# [Exercise prompt]
In the entries below, find the line with "Query: engine nacelle" and the line with "Query: main landing gear". Return those two lines and all lines between them, exactly.

(Stored dataset items)
/---

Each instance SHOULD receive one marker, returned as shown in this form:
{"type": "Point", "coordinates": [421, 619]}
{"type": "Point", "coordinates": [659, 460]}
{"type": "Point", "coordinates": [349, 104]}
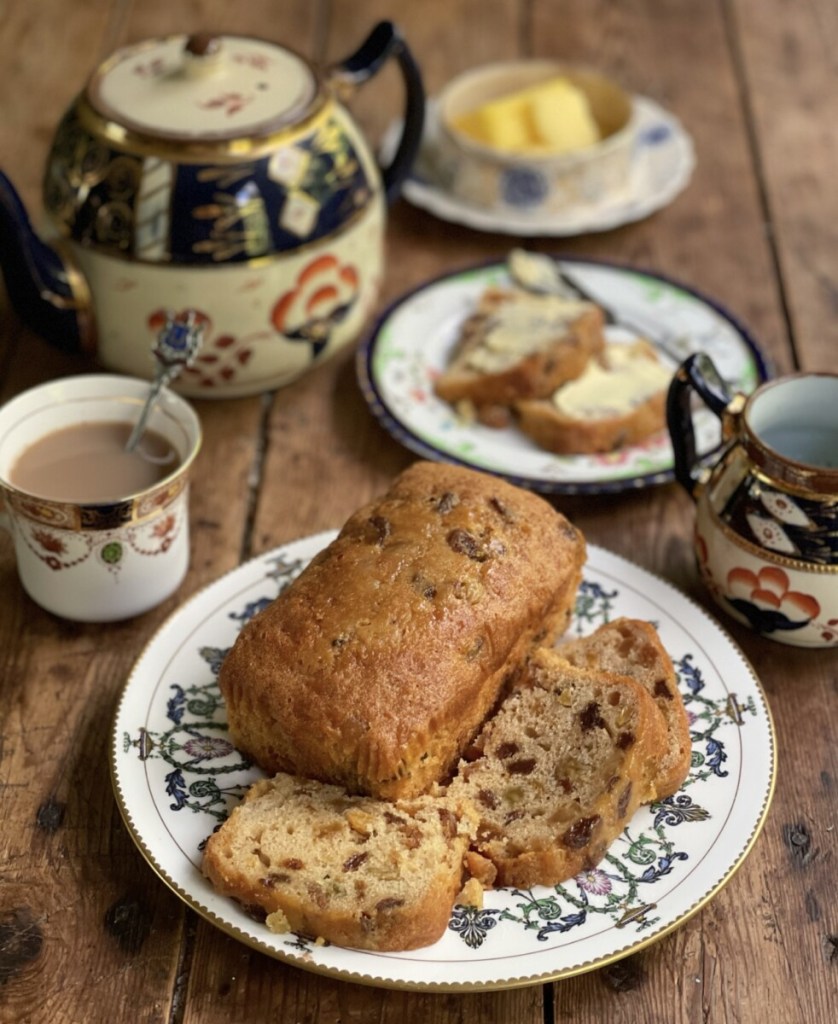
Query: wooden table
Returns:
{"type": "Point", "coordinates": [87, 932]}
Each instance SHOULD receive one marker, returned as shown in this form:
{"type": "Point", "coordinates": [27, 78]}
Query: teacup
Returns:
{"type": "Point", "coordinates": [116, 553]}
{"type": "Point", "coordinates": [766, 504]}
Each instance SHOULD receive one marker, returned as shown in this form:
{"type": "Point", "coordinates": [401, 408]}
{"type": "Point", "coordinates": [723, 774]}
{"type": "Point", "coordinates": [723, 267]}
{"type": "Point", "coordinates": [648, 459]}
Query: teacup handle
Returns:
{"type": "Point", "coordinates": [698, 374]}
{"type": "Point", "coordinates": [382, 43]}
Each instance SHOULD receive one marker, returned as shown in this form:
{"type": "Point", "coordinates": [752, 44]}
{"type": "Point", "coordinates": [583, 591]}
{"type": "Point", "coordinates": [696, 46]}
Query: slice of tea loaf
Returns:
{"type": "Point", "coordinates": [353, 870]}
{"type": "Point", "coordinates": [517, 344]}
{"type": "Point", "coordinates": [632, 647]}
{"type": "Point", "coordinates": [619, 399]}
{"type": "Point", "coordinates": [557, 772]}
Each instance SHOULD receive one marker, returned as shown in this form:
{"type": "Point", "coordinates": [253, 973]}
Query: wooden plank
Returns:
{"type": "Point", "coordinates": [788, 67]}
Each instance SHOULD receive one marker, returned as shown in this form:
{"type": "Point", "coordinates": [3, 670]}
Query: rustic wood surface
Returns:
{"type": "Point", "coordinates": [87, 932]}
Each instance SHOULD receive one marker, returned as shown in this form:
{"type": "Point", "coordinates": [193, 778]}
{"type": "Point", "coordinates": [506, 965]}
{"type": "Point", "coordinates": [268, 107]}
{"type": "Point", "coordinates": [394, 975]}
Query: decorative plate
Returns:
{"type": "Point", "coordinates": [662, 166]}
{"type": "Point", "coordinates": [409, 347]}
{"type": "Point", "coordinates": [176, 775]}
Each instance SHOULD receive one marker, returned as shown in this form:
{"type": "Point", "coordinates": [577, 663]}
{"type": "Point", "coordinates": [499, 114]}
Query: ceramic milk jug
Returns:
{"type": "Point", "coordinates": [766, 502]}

\---
/---

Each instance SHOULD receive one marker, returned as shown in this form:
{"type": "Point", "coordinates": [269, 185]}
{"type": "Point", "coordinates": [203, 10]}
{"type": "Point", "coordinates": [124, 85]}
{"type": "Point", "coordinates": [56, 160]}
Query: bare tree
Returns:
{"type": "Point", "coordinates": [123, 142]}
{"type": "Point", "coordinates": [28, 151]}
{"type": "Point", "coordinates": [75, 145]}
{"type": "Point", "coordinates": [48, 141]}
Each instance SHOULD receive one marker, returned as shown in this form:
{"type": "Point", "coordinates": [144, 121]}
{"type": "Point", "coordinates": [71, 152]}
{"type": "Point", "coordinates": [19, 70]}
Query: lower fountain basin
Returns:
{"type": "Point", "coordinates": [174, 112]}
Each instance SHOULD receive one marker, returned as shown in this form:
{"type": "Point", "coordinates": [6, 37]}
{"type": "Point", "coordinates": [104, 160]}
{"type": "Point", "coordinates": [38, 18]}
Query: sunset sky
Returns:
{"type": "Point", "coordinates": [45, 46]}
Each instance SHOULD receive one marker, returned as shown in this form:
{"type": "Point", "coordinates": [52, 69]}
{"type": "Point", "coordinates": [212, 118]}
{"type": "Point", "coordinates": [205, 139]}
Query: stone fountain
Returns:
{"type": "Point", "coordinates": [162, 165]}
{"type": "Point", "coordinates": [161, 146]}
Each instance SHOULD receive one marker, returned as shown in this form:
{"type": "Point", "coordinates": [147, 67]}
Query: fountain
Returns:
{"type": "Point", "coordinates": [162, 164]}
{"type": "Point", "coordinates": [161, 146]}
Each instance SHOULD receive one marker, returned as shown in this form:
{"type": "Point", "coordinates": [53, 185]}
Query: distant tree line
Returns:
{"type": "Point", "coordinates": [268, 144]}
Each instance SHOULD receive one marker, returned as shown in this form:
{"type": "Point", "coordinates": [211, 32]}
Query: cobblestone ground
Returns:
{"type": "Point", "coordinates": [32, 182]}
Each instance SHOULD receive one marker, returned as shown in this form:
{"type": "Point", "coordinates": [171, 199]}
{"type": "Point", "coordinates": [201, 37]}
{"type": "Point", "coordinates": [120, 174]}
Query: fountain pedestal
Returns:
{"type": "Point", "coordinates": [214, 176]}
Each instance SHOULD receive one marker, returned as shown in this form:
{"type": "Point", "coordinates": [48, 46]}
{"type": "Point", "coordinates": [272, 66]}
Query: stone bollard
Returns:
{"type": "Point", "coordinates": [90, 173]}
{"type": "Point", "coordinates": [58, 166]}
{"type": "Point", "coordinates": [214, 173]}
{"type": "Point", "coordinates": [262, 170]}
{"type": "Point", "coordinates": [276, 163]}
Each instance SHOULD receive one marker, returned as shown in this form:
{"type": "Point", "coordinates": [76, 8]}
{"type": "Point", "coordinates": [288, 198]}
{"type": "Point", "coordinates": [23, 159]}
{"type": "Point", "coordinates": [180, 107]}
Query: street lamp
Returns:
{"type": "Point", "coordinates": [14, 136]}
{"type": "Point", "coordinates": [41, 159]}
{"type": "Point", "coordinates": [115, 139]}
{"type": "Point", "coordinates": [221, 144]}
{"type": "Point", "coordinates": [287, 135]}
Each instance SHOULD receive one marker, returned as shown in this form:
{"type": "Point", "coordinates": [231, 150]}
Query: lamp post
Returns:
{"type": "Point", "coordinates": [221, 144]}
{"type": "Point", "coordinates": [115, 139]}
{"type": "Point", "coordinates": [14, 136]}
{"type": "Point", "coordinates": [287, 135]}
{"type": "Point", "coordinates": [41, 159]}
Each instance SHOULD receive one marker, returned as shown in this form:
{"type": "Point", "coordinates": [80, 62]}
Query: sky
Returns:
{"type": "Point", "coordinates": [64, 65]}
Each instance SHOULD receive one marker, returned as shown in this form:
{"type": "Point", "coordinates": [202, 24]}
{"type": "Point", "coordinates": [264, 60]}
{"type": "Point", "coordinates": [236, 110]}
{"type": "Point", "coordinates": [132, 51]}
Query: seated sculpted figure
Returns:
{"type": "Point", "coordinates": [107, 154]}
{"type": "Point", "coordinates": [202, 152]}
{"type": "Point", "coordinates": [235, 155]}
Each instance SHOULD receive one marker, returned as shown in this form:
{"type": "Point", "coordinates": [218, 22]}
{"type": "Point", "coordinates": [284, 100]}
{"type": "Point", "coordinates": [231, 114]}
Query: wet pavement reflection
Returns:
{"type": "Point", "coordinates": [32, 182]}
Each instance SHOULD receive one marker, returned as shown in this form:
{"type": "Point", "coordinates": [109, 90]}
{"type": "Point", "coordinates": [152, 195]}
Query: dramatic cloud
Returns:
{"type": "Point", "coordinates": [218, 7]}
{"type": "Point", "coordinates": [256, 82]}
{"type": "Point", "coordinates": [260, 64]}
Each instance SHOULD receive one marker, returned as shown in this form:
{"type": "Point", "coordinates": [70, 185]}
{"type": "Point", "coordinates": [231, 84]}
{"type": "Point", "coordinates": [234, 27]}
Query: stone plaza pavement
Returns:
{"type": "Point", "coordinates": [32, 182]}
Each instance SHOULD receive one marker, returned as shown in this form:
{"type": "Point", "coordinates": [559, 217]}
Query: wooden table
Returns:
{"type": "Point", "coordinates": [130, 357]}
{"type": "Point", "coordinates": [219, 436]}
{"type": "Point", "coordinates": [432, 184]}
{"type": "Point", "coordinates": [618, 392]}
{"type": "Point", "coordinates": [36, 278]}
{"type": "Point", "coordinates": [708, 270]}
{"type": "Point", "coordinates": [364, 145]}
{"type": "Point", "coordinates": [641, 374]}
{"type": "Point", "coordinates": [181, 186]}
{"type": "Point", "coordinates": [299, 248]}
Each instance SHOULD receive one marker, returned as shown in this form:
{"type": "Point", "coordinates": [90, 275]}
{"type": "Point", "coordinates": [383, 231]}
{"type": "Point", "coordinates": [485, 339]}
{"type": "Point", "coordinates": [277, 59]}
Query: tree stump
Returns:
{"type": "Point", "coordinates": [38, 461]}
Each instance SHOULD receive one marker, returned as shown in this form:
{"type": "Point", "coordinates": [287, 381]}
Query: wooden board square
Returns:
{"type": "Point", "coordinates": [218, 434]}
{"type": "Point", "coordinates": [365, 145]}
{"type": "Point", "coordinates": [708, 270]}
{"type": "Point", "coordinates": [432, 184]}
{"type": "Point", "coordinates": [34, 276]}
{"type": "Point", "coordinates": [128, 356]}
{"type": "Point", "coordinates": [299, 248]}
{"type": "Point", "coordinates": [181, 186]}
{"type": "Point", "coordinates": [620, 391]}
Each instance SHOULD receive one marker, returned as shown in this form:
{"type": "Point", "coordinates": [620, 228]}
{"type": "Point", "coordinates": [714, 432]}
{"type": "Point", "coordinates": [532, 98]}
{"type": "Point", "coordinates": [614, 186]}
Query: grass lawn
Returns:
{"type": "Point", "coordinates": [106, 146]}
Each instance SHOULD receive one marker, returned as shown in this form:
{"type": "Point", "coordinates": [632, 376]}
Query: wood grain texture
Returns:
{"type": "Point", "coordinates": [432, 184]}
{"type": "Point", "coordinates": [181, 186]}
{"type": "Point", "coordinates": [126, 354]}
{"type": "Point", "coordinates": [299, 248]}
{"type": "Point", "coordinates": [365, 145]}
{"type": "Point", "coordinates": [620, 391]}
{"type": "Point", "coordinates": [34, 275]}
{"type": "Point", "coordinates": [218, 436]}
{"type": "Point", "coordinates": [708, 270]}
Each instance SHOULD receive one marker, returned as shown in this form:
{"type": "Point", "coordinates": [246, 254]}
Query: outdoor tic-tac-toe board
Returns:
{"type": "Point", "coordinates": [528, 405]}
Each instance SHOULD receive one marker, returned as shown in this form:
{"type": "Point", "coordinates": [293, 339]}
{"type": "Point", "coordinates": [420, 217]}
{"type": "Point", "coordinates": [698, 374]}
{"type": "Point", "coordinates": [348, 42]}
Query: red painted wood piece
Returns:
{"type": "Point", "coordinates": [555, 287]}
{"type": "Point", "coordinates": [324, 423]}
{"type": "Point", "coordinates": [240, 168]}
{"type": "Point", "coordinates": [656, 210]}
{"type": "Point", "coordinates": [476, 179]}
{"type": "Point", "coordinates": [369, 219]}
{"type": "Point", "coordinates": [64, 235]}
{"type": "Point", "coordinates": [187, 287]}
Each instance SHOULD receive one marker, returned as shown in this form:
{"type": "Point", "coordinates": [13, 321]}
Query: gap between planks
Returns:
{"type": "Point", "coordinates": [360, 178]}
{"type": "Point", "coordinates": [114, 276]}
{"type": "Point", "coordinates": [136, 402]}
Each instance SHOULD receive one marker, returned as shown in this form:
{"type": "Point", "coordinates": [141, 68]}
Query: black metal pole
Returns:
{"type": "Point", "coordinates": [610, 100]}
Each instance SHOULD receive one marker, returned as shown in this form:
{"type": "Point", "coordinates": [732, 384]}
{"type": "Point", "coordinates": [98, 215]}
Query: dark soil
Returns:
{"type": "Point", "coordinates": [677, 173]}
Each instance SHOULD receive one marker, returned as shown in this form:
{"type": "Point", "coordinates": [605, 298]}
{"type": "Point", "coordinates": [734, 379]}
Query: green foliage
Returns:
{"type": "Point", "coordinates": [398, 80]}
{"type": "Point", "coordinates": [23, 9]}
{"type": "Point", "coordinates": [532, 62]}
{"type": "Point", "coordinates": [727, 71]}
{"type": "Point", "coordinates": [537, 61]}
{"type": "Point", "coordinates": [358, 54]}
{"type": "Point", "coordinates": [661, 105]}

\---
/---

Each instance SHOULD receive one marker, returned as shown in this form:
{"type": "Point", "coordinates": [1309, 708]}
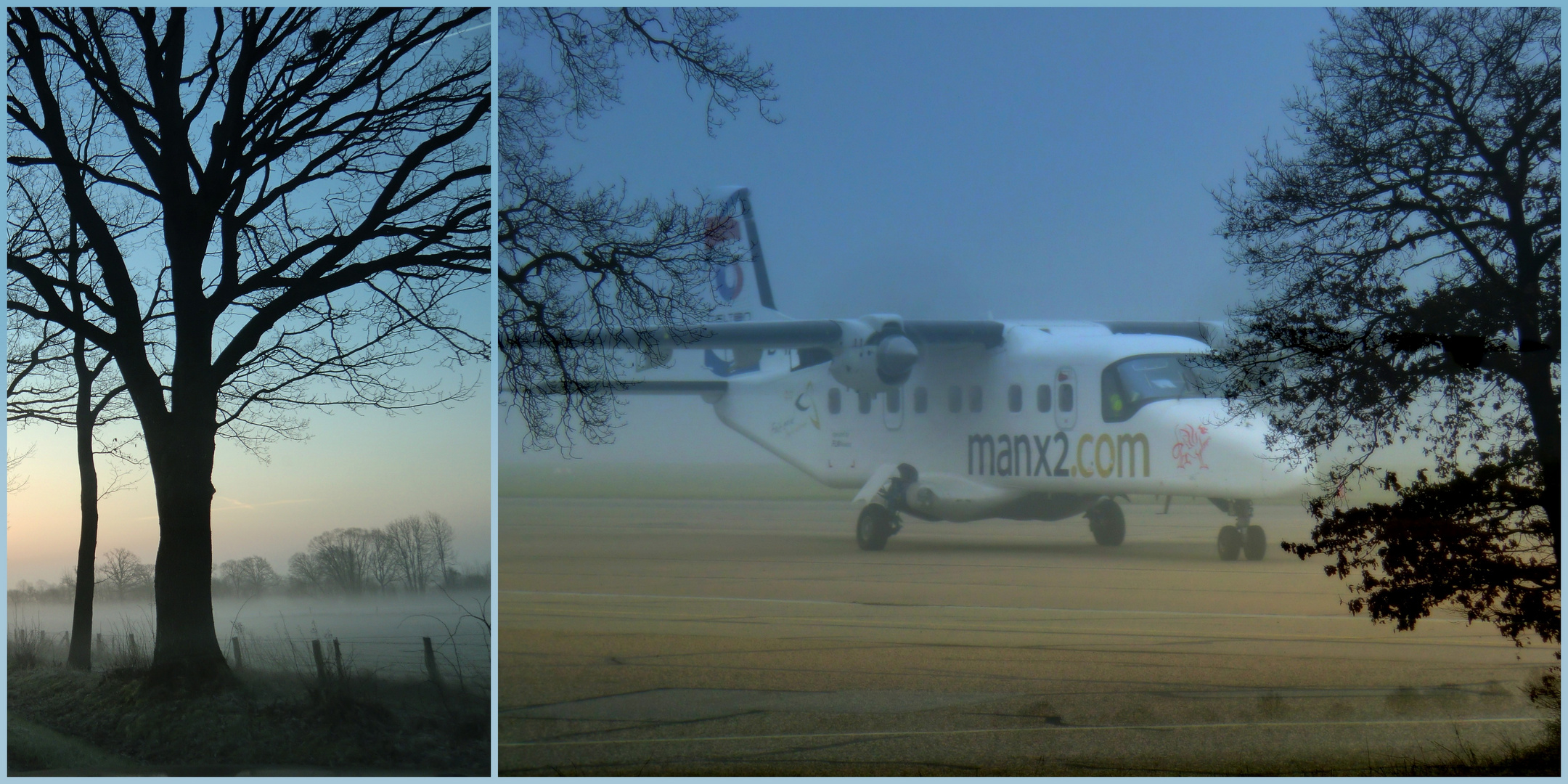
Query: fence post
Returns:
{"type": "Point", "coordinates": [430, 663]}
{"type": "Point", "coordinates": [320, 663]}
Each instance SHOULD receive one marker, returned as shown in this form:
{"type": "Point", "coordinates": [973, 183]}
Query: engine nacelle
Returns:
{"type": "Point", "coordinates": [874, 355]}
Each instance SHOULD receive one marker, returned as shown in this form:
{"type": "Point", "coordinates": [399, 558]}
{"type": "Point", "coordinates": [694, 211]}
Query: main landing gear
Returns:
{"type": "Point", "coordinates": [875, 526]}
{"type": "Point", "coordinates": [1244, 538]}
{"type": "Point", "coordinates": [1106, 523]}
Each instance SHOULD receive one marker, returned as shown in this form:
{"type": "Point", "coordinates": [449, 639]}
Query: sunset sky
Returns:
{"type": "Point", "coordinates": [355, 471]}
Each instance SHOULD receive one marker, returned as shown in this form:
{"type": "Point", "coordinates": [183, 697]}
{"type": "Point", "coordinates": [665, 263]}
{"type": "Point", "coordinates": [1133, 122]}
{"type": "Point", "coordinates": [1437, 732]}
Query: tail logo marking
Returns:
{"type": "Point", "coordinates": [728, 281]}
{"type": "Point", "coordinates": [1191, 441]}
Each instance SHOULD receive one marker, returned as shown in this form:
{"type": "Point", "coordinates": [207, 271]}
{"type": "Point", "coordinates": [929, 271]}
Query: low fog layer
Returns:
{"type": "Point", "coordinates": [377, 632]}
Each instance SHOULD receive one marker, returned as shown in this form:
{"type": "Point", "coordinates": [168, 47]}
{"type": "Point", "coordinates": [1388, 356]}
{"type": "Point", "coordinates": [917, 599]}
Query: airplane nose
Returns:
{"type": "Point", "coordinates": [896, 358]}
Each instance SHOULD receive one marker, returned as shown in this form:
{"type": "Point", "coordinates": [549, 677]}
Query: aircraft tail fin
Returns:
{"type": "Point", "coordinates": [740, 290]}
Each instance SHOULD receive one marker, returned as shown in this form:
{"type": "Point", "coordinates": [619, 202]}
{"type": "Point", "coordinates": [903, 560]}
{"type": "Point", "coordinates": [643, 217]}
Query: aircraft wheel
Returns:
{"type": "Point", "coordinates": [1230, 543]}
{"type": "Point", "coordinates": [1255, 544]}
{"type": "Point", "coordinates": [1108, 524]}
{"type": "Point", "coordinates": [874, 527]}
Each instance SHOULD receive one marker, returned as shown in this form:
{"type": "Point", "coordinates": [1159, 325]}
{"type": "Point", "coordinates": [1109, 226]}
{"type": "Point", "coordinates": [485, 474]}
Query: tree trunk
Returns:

\---

# [Solution]
Query: engine nacelle
Returns:
{"type": "Point", "coordinates": [874, 355]}
Each instance SHOULD receive one marker, returned as shown in this form:
{"type": "Point", "coordinates": [399, 558]}
{"type": "Point", "coordinates": [694, 211]}
Query: main landing gear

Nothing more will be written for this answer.